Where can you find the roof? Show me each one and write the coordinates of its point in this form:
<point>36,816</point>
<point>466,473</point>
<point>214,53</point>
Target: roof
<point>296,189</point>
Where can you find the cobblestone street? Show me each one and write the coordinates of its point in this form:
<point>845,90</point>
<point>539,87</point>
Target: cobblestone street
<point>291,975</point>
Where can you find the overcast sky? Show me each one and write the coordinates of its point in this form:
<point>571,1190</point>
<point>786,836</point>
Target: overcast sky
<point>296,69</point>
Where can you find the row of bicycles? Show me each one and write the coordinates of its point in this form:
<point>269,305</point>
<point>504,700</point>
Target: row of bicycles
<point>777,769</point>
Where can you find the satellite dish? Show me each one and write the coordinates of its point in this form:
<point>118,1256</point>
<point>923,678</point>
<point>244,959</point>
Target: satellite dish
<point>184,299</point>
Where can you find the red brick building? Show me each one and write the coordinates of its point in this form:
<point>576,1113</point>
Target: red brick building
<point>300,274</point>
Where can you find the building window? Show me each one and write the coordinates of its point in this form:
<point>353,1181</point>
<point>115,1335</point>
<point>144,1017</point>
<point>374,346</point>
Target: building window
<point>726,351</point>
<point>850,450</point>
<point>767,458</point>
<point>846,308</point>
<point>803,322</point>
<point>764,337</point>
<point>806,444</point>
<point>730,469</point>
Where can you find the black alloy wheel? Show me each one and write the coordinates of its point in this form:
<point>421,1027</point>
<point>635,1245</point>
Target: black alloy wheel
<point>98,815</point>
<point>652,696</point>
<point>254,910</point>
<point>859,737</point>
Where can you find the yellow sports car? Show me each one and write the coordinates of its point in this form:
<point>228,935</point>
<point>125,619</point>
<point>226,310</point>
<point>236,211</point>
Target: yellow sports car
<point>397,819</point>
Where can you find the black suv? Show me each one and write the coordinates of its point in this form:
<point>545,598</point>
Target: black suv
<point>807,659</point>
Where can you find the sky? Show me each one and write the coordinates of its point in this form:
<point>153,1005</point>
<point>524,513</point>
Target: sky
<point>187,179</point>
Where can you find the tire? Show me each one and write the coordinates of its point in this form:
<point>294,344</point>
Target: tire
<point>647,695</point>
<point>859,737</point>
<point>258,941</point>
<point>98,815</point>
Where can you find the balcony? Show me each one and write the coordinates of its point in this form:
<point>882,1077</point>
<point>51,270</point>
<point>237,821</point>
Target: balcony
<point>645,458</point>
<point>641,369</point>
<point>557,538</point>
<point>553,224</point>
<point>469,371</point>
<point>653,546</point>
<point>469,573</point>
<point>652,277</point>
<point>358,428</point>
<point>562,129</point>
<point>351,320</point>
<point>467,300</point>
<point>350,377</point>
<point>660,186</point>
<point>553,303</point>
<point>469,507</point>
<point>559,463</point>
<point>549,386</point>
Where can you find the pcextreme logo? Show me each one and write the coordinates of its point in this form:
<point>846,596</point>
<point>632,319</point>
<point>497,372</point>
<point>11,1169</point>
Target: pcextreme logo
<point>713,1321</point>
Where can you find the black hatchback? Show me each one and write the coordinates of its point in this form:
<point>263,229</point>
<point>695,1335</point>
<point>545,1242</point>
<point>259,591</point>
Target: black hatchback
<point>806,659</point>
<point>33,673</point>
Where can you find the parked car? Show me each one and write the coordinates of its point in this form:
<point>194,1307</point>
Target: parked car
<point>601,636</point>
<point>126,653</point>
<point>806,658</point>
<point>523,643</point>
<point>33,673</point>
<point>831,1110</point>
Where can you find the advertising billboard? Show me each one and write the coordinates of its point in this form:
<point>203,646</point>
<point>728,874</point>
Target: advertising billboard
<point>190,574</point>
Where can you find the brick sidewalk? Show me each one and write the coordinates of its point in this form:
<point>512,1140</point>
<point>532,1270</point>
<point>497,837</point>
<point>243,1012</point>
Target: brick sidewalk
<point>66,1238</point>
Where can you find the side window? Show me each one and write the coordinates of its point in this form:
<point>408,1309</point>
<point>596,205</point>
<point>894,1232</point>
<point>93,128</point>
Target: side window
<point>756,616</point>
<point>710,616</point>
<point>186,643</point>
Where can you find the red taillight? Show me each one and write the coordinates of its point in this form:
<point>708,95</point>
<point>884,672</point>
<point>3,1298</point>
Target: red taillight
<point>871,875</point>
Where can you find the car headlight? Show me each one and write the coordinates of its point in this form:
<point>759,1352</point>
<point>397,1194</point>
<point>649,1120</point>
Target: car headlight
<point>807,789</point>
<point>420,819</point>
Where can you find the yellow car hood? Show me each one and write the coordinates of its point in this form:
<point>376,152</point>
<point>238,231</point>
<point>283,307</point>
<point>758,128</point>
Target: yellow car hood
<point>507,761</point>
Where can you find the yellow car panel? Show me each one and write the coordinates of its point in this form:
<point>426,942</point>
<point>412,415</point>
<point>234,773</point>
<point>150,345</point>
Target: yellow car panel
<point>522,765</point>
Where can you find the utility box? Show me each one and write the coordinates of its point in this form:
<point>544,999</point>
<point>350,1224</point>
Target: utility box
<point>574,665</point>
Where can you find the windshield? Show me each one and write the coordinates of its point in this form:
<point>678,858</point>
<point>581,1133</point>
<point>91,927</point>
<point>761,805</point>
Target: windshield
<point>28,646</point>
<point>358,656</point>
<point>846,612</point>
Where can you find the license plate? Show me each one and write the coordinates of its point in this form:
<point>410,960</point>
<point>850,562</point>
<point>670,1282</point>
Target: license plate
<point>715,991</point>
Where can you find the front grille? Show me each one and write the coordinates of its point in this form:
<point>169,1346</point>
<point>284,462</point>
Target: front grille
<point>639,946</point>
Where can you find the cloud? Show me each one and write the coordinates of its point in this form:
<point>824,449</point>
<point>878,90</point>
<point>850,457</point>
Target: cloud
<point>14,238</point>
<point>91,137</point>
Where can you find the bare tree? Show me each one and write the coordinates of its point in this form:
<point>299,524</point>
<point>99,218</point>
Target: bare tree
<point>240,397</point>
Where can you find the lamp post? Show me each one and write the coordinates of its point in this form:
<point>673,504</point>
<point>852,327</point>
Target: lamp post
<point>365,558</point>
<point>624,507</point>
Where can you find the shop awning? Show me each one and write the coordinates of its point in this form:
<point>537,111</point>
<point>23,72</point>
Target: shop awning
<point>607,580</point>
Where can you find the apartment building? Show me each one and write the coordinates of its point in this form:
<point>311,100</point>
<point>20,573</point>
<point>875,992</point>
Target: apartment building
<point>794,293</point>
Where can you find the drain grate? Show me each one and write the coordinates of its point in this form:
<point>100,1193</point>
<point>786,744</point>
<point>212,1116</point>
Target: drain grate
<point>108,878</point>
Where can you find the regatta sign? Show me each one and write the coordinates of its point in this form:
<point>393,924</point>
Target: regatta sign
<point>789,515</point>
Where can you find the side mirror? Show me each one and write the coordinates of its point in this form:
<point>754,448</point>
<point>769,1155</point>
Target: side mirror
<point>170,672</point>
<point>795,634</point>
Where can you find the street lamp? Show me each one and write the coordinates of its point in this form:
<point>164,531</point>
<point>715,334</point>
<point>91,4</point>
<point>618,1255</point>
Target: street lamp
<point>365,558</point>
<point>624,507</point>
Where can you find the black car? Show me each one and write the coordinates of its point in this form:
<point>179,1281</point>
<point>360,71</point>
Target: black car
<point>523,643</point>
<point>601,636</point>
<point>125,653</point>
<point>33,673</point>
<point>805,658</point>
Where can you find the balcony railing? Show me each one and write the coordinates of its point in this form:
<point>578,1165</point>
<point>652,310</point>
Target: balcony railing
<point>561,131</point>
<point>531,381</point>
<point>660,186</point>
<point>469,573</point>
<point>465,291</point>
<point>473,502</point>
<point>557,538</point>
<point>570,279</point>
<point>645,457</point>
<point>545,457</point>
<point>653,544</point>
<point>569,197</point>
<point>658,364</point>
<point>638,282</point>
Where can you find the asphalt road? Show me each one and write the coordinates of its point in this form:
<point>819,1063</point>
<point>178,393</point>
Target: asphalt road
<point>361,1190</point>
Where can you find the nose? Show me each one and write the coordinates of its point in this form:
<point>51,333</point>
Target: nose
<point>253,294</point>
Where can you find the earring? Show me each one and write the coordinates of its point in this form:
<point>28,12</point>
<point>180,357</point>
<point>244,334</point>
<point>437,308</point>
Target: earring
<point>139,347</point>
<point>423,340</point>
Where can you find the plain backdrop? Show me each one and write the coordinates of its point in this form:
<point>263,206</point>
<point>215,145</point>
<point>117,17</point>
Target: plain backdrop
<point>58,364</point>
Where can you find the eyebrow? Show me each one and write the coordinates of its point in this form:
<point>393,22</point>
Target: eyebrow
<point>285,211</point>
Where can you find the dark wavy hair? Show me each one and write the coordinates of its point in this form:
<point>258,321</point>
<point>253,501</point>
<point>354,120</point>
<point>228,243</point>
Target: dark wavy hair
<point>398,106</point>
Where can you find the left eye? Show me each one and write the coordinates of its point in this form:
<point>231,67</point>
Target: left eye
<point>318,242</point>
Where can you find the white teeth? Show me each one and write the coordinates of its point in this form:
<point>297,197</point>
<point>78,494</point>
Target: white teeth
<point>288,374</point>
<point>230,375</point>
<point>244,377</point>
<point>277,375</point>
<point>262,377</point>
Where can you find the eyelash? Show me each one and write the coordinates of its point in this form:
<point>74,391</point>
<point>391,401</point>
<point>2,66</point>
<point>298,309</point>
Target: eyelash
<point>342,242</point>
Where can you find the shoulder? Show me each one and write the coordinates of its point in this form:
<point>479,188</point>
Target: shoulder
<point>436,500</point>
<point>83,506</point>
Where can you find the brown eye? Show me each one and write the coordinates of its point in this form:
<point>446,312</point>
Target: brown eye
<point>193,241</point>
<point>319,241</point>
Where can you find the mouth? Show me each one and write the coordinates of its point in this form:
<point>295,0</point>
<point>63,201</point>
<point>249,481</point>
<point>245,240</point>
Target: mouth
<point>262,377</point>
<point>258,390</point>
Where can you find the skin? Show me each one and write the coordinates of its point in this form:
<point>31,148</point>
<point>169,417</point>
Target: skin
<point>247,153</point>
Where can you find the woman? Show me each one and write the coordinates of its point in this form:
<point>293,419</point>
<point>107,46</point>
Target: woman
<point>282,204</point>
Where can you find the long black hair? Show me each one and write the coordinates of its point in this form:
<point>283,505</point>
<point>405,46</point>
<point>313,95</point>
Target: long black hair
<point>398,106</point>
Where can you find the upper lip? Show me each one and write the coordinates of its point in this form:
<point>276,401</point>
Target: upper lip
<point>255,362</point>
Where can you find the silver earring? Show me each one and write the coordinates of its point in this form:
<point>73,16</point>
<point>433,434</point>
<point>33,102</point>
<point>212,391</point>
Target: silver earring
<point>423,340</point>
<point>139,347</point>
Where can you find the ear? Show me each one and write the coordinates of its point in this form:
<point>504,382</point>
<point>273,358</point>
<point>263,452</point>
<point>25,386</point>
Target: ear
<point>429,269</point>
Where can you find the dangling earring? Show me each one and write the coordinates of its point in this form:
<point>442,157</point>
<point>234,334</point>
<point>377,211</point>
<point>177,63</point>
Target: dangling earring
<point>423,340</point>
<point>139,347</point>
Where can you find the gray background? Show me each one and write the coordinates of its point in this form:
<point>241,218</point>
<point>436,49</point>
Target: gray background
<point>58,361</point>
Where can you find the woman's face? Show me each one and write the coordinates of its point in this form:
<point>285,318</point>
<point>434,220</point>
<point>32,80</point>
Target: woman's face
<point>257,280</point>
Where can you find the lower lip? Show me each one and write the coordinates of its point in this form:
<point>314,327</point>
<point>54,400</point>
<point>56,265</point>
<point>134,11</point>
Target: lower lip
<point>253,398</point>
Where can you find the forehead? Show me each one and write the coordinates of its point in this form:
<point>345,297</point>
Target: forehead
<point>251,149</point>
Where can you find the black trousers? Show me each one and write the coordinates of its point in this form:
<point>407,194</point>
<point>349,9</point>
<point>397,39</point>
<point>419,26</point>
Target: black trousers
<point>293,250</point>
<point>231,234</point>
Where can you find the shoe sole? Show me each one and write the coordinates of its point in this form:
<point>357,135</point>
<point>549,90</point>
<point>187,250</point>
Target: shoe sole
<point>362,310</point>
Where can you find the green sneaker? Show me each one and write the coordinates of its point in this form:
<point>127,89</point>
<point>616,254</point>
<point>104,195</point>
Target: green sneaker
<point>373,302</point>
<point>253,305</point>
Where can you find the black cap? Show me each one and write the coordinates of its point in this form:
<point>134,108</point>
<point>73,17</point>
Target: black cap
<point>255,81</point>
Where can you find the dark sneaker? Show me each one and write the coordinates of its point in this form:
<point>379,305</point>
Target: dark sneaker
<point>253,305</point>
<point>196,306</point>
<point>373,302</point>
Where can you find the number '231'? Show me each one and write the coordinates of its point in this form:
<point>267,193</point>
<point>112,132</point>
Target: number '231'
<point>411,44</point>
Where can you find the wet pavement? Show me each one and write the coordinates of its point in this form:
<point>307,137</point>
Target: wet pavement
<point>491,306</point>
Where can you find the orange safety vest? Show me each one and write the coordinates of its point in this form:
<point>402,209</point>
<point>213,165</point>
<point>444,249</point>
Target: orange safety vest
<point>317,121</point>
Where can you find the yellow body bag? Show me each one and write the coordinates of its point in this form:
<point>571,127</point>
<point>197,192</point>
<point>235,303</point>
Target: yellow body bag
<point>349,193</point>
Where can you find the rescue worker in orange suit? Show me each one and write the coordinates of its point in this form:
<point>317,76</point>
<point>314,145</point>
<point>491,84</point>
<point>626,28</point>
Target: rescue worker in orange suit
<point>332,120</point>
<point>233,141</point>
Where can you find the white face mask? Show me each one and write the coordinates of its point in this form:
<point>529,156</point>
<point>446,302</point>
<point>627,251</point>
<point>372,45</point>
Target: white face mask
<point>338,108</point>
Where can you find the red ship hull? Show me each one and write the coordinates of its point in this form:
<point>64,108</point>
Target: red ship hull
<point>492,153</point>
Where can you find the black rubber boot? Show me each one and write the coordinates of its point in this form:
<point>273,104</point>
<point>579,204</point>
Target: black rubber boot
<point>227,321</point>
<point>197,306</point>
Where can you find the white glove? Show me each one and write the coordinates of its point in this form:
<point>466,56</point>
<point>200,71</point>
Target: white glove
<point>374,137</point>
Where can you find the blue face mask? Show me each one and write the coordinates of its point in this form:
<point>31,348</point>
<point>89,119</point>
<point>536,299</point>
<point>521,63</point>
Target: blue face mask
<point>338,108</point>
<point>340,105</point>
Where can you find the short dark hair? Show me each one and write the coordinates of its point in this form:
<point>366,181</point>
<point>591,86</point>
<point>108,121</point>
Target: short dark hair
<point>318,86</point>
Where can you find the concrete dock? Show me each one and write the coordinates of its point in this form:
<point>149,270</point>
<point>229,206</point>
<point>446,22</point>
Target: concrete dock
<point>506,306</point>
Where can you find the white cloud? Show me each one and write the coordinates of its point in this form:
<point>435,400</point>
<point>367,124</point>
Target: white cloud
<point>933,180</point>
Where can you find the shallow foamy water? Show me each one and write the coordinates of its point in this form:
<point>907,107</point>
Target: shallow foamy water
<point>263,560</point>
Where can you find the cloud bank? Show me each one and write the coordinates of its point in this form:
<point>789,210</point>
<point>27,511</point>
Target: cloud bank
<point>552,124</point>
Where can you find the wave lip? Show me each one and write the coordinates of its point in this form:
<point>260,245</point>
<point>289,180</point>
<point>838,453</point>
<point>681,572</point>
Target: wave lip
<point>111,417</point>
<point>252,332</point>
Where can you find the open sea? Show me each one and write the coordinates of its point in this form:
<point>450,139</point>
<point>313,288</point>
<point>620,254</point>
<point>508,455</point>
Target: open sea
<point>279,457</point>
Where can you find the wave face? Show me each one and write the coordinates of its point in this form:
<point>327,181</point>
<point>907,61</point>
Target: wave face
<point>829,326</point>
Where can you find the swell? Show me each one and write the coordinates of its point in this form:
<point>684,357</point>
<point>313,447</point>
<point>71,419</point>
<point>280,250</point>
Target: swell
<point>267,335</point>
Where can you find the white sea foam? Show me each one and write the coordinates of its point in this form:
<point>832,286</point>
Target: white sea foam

Directions for this task: Rewrite everything in the listing from the line containing "Where can you find the yellow sports" down to the line containing "<point>187,179</point>", keeping the requests and their format samples unchanged. In the answer points only, multiply each coordinate by 0.45 and round to a whole number, with halves rounded up.

Finished exercise:
Where can you find the yellow sports car? Show me each one and write the coordinates of its point in this form:
<point>228,935</point>
<point>125,619</point>
<point>226,310</point>
<point>236,211</point>
Target: yellow sports car
<point>179,369</point>
Where can you find the black suv? Show me each one and write the coordinates of its point in this form:
<point>545,598</point>
Target: black suv
<point>363,297</point>
Where can you find the sky? Show me each one and write the coordinates of its point in this form:
<point>153,1005</point>
<point>524,513</point>
Target: sky
<point>84,81</point>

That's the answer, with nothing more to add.